### INSTRUCTIONS FOR THE TASK
Reproduce the entries in full. Exclude all images from the copy.

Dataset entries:
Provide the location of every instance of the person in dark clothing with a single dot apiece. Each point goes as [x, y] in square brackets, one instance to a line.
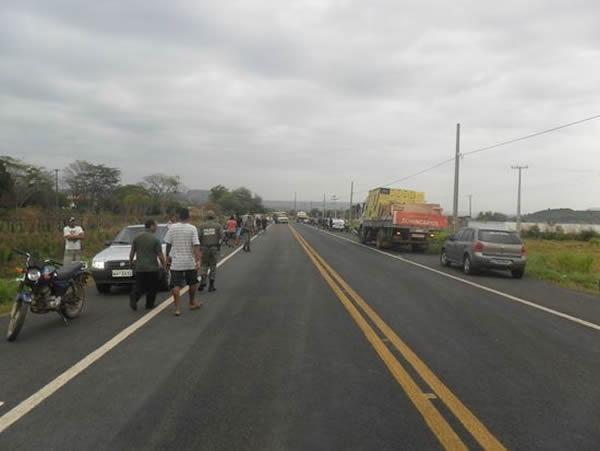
[147, 252]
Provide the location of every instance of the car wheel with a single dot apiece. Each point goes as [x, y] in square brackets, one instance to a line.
[103, 288]
[517, 273]
[467, 265]
[444, 259]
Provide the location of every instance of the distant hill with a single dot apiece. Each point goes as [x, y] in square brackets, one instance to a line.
[195, 196]
[564, 216]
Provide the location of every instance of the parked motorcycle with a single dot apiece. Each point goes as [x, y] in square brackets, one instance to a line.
[47, 286]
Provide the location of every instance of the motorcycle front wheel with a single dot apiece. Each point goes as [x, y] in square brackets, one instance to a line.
[17, 319]
[73, 301]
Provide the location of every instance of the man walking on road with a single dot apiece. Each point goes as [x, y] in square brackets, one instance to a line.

### ANSWER
Provide the location of every instance of the person in dark clothing with a single dot apiece. Each point goes as [x, y] in square brackets, one instance to a line.
[147, 252]
Provide the location of every instance of the car wheel with a single dot apiece. Each point goes as [x, y] in square brackets, one instance to a line.
[103, 288]
[517, 273]
[467, 265]
[444, 259]
Provide the location of every instance of the distant hill with a single dot apiece. Each point goes as [x, y] in square brackets, one instance to a line.
[195, 196]
[564, 216]
Provide the location of every instance of the parked motorcycle with a single dot apiece. Each point goes as [x, y] in square brackets, one instance to a line.
[47, 286]
Provide the location of every instance of the motorcycle front wheel with a single dot apiece. Each point goes as [x, y] in square brackets, one instance to a line.
[17, 319]
[73, 301]
Provide the location of every instance of the man walking on road with a single dot apiece. Each point goes as [x, y] in square brackets, one instance to a line.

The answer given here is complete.